--- begin SOURCE EXCERPT ---
Removing this line works fine when running the whole pipeline as the compiler knows the code here is not in SSA form. However, when SILowerSGPRSpills and related passes are run in isolation the verifier assumes the code to be in SSA form(possibly a bug there, also we are introducing virtual vgprs maybe that's the reason).

I can leave the line as it is or is there some way to update the test files to let the compiler know the input isn't SSA? I tried "isSSA: false", didn't work.

cdevadas added inline comments.Jun 26 2023, 9:41 AM
llvm/lib/Target/AMDGPU/SILowerSGPRSpills.cpp
66

Seems reasonable to retain this line for now. The compiler might not be able to decide that this pass is run post phi-elimination and assume SSA form by default. There must be a serialized option to control it for MIR tests.

yassingh added inline comments.Jun 26 2023, 9:23 PM
llvm/lib/Target/AMDGPU/SILowerSGPRSpills.cpp
66

Yeah, MIRParser::isSSA recomputes the SSA information and sets it to true, also it doesn't expose a way to override it.

yassingh updated this revision to Diff 535257.Jun 28 2023, 12:08 AM

Rebase over ancestor patch changes.
--- end SOURCE EXCERPT ---
EXERCISE TASKS ->
[a] Retype the code review excerpt word for word, everything from "Seems reasonable to" down to "for MIR tests.".
[b] Pick up the code review thread on the SSA form question after its last line and keep it going.
--- begin DATA PROVIDED ---
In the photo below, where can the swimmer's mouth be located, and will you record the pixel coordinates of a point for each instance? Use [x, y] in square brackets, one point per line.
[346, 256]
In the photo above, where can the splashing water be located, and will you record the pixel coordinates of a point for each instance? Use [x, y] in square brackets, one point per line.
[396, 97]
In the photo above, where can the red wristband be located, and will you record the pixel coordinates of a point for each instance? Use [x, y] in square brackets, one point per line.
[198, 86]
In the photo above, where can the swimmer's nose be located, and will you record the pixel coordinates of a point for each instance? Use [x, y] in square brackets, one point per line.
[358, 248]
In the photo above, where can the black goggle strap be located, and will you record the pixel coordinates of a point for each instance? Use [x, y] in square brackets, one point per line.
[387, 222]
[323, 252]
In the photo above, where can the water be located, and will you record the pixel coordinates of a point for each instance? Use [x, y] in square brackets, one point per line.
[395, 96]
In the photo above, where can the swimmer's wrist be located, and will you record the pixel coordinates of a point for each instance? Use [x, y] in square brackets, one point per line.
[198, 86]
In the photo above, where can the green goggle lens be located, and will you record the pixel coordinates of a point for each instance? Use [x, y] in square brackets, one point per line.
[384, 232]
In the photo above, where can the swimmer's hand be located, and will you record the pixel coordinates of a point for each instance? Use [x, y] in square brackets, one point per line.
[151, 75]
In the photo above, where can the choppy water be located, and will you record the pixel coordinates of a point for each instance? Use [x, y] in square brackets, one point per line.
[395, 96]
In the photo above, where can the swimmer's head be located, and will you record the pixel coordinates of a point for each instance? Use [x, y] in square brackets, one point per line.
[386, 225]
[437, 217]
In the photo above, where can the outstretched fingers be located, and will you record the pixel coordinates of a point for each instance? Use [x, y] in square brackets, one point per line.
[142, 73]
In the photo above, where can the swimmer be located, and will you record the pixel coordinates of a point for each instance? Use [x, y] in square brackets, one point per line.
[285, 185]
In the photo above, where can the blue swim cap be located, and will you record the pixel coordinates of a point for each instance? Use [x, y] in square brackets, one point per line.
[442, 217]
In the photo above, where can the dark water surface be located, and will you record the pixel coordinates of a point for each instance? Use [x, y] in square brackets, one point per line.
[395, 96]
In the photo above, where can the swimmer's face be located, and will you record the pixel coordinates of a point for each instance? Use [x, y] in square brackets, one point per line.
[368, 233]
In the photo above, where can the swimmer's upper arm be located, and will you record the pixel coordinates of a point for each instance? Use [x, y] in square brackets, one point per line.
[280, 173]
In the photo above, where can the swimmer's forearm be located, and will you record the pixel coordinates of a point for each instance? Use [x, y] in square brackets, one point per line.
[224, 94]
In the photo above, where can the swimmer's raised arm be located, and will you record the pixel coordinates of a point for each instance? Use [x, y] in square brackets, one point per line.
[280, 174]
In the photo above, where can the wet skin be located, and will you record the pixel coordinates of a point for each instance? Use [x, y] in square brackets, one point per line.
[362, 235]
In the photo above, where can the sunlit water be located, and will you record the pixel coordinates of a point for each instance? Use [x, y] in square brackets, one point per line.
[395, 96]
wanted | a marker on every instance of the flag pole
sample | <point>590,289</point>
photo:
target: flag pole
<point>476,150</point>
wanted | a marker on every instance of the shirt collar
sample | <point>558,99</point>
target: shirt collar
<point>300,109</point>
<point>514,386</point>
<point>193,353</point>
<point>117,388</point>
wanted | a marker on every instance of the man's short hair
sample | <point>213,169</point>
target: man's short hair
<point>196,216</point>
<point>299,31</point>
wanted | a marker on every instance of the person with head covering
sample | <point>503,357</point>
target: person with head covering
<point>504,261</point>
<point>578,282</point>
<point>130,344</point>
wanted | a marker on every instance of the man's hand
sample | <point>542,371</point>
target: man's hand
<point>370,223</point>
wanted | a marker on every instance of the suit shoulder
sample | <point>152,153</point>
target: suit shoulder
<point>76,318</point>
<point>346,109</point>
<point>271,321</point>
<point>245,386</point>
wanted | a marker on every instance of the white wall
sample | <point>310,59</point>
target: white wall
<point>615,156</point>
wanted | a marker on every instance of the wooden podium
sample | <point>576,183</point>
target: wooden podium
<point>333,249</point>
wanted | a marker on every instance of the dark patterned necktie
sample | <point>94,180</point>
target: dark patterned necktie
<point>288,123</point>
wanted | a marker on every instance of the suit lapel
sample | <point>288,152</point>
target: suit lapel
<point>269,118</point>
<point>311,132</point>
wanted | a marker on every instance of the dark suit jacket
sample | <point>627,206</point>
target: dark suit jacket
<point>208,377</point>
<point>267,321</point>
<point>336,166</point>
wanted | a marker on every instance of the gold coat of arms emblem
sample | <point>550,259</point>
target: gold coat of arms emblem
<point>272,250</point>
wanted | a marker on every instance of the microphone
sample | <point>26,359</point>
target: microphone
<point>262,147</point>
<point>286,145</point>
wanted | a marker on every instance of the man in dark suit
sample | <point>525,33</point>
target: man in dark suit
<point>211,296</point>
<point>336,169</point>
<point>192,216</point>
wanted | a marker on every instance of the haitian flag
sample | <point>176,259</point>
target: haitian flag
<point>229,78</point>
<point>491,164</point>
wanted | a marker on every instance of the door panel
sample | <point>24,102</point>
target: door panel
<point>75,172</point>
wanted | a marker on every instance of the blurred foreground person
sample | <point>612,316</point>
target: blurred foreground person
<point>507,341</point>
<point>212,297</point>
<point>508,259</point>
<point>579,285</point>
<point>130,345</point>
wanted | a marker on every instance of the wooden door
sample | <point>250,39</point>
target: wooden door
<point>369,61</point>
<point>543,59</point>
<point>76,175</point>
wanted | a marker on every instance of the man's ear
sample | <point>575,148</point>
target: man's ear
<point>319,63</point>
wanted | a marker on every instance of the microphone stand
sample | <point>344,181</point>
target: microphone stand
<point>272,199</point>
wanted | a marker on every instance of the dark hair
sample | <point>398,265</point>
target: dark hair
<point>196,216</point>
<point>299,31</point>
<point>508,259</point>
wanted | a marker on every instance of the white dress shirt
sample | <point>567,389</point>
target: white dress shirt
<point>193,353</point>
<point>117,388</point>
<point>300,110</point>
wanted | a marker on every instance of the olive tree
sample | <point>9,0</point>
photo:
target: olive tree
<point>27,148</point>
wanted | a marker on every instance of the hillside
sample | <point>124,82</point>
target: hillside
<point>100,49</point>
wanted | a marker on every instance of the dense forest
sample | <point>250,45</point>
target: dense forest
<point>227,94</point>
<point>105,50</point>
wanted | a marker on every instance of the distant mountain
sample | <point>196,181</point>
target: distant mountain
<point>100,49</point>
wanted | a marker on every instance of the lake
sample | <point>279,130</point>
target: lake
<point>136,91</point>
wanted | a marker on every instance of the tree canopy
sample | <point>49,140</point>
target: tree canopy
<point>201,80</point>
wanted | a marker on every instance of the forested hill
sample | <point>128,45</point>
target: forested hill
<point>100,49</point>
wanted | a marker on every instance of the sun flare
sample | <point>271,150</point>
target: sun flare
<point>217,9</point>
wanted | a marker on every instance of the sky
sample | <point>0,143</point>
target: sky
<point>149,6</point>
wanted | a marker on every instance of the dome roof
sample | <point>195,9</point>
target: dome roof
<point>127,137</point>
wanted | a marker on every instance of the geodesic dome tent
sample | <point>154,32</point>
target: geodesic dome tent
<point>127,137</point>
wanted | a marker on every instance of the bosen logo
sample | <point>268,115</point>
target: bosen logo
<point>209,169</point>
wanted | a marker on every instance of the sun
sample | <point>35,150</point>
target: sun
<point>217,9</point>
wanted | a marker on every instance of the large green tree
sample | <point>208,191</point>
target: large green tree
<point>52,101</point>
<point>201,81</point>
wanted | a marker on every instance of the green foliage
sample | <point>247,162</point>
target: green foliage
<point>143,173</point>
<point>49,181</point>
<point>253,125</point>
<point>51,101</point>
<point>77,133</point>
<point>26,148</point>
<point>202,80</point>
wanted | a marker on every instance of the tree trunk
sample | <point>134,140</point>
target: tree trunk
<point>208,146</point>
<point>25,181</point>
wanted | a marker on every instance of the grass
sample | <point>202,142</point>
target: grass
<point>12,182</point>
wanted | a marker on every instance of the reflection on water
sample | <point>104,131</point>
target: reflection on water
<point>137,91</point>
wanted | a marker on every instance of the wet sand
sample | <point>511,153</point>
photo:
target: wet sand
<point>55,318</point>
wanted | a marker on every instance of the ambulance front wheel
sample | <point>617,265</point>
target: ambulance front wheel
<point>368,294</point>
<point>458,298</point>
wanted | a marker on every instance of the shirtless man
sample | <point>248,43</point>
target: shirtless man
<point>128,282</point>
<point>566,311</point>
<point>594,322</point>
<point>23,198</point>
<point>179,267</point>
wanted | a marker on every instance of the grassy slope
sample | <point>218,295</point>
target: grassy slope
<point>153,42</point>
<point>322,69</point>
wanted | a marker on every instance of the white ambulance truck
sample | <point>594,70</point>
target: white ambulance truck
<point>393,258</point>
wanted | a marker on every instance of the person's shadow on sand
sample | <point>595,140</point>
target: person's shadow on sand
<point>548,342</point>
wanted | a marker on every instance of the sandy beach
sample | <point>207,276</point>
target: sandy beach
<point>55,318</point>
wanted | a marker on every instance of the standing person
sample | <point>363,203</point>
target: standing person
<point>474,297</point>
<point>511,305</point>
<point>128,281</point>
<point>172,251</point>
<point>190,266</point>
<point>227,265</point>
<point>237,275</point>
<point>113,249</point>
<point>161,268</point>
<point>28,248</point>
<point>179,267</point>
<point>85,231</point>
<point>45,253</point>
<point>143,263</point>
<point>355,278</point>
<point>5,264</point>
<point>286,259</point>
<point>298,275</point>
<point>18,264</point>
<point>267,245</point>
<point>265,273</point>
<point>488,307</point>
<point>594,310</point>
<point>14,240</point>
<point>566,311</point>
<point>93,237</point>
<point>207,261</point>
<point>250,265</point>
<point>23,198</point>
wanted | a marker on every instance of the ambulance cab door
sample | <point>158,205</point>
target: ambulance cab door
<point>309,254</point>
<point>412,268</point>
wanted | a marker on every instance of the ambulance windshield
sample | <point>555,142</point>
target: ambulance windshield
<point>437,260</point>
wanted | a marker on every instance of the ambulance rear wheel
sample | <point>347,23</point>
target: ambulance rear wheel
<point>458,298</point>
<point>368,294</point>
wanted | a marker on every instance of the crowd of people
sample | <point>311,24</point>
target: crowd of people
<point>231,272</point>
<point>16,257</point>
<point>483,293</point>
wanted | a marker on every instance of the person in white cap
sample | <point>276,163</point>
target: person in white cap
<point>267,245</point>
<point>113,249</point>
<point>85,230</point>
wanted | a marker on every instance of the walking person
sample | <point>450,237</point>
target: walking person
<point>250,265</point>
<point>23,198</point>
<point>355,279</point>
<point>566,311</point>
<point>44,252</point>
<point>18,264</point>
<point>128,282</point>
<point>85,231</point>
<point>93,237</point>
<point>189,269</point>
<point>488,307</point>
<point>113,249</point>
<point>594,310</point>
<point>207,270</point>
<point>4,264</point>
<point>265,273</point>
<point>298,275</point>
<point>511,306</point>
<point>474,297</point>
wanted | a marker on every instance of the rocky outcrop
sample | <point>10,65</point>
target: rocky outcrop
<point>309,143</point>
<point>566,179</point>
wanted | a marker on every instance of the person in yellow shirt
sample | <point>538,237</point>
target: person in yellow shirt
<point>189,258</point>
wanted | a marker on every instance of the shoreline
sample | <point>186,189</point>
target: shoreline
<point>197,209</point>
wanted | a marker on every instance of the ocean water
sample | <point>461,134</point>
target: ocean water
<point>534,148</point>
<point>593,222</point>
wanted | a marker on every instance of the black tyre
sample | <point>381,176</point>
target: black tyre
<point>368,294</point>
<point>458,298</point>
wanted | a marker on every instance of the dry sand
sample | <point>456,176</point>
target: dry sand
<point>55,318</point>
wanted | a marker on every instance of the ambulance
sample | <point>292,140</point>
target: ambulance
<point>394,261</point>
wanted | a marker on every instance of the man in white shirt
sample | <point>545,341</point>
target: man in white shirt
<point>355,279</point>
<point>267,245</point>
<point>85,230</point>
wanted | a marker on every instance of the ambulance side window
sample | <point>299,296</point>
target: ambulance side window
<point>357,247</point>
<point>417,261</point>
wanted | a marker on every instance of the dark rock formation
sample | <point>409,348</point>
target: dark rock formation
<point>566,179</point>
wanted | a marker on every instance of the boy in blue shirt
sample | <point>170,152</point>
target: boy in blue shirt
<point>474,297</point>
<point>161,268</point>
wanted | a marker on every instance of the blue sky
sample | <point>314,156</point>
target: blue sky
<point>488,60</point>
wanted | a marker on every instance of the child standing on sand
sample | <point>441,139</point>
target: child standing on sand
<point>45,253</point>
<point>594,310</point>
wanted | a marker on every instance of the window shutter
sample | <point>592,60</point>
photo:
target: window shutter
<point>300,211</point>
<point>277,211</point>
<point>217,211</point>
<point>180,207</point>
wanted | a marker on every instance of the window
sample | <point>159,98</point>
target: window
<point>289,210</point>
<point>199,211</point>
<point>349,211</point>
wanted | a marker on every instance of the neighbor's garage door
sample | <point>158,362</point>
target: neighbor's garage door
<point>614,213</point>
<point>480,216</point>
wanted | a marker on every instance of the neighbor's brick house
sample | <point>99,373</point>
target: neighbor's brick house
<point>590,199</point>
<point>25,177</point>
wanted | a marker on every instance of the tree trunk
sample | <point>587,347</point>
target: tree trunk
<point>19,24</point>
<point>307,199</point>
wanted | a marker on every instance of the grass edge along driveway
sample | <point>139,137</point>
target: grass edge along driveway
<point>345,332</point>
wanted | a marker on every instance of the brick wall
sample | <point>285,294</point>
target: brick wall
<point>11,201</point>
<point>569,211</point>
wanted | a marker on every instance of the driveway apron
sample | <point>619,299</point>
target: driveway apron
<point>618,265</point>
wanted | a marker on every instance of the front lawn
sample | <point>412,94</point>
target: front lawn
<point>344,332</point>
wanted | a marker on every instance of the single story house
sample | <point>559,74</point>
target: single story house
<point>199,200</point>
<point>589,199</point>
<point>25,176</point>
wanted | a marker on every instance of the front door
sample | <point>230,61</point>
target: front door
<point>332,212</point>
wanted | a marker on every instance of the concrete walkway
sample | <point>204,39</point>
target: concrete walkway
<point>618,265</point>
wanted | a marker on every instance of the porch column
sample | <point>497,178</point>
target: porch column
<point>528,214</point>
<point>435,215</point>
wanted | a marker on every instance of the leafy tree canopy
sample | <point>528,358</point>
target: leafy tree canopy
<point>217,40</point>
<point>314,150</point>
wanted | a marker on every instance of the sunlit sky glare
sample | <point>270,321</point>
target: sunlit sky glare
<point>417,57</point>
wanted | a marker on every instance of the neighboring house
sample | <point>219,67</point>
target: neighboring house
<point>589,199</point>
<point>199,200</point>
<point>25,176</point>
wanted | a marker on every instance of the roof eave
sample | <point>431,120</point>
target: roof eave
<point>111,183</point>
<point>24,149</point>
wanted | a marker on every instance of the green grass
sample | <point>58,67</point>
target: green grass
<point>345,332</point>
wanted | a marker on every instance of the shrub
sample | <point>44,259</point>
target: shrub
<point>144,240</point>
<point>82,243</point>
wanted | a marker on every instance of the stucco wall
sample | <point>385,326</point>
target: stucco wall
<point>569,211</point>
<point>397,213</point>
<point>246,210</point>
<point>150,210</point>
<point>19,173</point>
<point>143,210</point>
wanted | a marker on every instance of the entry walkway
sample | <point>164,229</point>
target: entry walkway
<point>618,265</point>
--- end DATA PROVIDED ---
TASK-BY-TASK ANSWERS ->
[a]
Seems reasonable to retain this line for now. The compiler might not be able to decide that this pass is run post phi-elimination and assume SSA form by default. There must be a serialized option to control it for MIR tests.

[b]
arsenm accepted this revision.Jun 28 2023, 9:25 AM
arsenm added inline comments.
llvm/lib/Target/AMDGPU/SIFrameLowering.cpp
1356–1357

This is a pre-existing issue that should be fixed, but we should not be scanning the entire block from the end on every spill. The block iteration should be reversed and we should lazily call enterBasicBlockEnd on the first seen spill

llvm/lib/Target/AMDGPU/SILowerSGPRSpills.cpp
66

this is kind of a mir parser bug

This revision is now accepted and ready to land.Jun 28 2023, 9:25 AM
yassingh updated this revision to Diff 537989.Jul 6 2023, 10:31 PM

fix comment

yassingh updated this revision to Diff 538200.Jul 7 2023, 10:40 AM

Rebase before merge

This revision was landed with ongoing or failed builds.Jul 7 2023, 10:46 AM
This revision was automatically updated to reflect the committed changes.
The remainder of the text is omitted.